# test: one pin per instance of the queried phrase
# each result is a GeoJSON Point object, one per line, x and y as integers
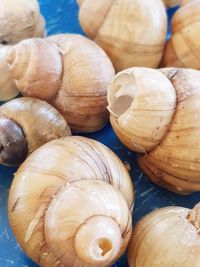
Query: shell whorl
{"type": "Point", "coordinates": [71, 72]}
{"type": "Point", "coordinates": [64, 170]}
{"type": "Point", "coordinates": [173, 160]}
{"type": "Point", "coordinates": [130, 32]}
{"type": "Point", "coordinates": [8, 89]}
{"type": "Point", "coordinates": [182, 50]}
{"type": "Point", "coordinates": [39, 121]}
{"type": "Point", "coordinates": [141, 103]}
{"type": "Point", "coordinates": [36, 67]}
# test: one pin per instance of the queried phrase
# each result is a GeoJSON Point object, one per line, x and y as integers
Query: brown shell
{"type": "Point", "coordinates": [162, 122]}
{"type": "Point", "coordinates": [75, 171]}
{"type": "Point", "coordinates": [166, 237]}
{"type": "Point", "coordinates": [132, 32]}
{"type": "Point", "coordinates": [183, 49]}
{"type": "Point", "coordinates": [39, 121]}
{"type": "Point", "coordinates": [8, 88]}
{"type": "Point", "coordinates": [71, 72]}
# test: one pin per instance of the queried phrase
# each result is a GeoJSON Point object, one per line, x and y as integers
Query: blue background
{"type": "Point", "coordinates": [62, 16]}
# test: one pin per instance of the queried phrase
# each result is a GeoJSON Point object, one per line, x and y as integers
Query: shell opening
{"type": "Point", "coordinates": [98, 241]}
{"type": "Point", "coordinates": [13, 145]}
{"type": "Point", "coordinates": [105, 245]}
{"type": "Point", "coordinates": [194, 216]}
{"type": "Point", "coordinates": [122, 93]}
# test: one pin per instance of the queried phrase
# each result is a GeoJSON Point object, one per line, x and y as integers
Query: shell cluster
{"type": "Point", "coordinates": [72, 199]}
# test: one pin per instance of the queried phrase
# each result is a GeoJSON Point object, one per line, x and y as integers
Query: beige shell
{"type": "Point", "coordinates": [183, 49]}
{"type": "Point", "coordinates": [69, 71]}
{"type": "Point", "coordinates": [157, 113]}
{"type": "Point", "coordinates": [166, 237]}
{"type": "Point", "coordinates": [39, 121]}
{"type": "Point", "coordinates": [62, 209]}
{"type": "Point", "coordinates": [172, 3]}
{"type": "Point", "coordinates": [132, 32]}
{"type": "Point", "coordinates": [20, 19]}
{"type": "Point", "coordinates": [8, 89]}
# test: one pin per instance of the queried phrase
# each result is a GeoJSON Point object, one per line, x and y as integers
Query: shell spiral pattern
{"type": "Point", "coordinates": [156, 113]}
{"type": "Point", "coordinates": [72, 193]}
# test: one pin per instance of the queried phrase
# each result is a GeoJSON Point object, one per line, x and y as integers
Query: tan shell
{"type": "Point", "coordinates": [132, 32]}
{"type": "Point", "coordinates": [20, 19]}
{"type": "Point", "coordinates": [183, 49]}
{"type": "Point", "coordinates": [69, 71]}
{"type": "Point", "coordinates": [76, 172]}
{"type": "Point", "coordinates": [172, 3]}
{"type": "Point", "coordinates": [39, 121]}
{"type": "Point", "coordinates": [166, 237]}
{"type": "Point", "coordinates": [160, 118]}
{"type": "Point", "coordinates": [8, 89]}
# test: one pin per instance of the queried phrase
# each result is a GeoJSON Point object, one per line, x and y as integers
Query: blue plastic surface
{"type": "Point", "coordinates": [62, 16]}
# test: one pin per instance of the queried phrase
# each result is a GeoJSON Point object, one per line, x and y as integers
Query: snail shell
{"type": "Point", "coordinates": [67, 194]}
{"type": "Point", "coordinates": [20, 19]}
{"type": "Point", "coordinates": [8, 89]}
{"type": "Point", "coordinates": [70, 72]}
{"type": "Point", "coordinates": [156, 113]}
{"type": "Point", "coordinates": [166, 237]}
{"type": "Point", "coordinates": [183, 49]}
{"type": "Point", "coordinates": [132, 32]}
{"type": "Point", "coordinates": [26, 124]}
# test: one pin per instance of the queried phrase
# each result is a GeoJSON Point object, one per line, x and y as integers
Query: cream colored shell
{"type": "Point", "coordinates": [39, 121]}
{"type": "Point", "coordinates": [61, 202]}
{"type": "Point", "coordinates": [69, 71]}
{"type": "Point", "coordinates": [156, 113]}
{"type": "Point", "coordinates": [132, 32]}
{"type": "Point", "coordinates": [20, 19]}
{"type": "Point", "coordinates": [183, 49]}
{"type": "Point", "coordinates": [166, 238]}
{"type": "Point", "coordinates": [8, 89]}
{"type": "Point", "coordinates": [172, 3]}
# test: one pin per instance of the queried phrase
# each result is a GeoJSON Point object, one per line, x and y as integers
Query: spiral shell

**********

- TASK DETAILS
Go through the data above and transcribe it in full, omitting any image.

- COMPLETED TASK
# test: one pin per instance of the queried phrase
# each result is a GeoJSON Point object, one per line, x and y as integers
Query: shell whorl
{"type": "Point", "coordinates": [71, 72]}
{"type": "Point", "coordinates": [64, 170]}
{"type": "Point", "coordinates": [173, 160]}
{"type": "Point", "coordinates": [130, 32]}
{"type": "Point", "coordinates": [8, 89]}
{"type": "Point", "coordinates": [182, 50]}
{"type": "Point", "coordinates": [39, 121]}
{"type": "Point", "coordinates": [141, 103]}
{"type": "Point", "coordinates": [36, 67]}
# test: one pin per instance of the queried phrase
# each result is a GeoJSON Point object, one per line, x and y as integers
Query: brown shell
{"type": "Point", "coordinates": [162, 122]}
{"type": "Point", "coordinates": [75, 171]}
{"type": "Point", "coordinates": [166, 237]}
{"type": "Point", "coordinates": [132, 32]}
{"type": "Point", "coordinates": [183, 49]}
{"type": "Point", "coordinates": [39, 121]}
{"type": "Point", "coordinates": [8, 88]}
{"type": "Point", "coordinates": [71, 72]}
# test: one pin per instance of the queried phrase
# each result is a GeoJSON Point object, one per line, x and y as integers
Query: blue background
{"type": "Point", "coordinates": [62, 16]}
# test: one pin per instance of the queried phrase
# each result is a GeoJSON Point object, one per line, x and y as integers
Query: shell opening
{"type": "Point", "coordinates": [98, 241]}
{"type": "Point", "coordinates": [13, 145]}
{"type": "Point", "coordinates": [105, 245]}
{"type": "Point", "coordinates": [194, 216]}
{"type": "Point", "coordinates": [122, 93]}
# test: one pin per instance of the queried phrase
# each result is a GeoJSON Point object, one per line, x and y as integers
Query: shell cluster
{"type": "Point", "coordinates": [72, 199]}
# test: one pin per instance of the queried phrase
# each result is a GeoJSON Point object, one per line, x and y as integers
Query: beige shell
{"type": "Point", "coordinates": [183, 49]}
{"type": "Point", "coordinates": [69, 71]}
{"type": "Point", "coordinates": [157, 113]}
{"type": "Point", "coordinates": [166, 237]}
{"type": "Point", "coordinates": [39, 121]}
{"type": "Point", "coordinates": [62, 209]}
{"type": "Point", "coordinates": [172, 3]}
{"type": "Point", "coordinates": [132, 32]}
{"type": "Point", "coordinates": [20, 19]}
{"type": "Point", "coordinates": [8, 89]}
# test: one pin per instance of the queried phrase
# each result is a GeoJSON Point object, one per line, x and y as integers
Query: shell spiral pattern
{"type": "Point", "coordinates": [156, 113]}
{"type": "Point", "coordinates": [72, 193]}
# test: one pin per instance of the queried phrase
# each result is a GeoJSON Point object, one per line, x and y as integers
Query: tan shell
{"type": "Point", "coordinates": [132, 32]}
{"type": "Point", "coordinates": [20, 19]}
{"type": "Point", "coordinates": [183, 49]}
{"type": "Point", "coordinates": [69, 71]}
{"type": "Point", "coordinates": [76, 172]}
{"type": "Point", "coordinates": [172, 3]}
{"type": "Point", "coordinates": [39, 121]}
{"type": "Point", "coordinates": [166, 237]}
{"type": "Point", "coordinates": [160, 118]}
{"type": "Point", "coordinates": [8, 89]}
# test: one pin per instance of the queried phrase
# each result is a GeoJSON Point object, one per line, x and y as integers
Query: blue plastic surface
{"type": "Point", "coordinates": [62, 16]}
# test: one pin per instance of the queried phrase
# each result is a GeoJSON Point object, one per line, x and y as integers
Query: snail shell
{"type": "Point", "coordinates": [67, 194]}
{"type": "Point", "coordinates": [20, 19]}
{"type": "Point", "coordinates": [8, 89]}
{"type": "Point", "coordinates": [70, 72]}
{"type": "Point", "coordinates": [156, 113]}
{"type": "Point", "coordinates": [166, 237]}
{"type": "Point", "coordinates": [183, 49]}
{"type": "Point", "coordinates": [132, 32]}
{"type": "Point", "coordinates": [26, 124]}
# test: one pin per instance of the queried phrase
# each result is a GeoJSON Point object, one per line, x and y as integers
Query: cream colored shell
{"type": "Point", "coordinates": [39, 121]}
{"type": "Point", "coordinates": [61, 202]}
{"type": "Point", "coordinates": [69, 71]}
{"type": "Point", "coordinates": [156, 113]}
{"type": "Point", "coordinates": [132, 32]}
{"type": "Point", "coordinates": [20, 19]}
{"type": "Point", "coordinates": [183, 49]}
{"type": "Point", "coordinates": [166, 238]}
{"type": "Point", "coordinates": [8, 89]}
{"type": "Point", "coordinates": [172, 3]}
# test: one pin per instance of the queried phrase
# each result is a GeoJSON Point object, one per line, x and y as integers
Query: spiral shell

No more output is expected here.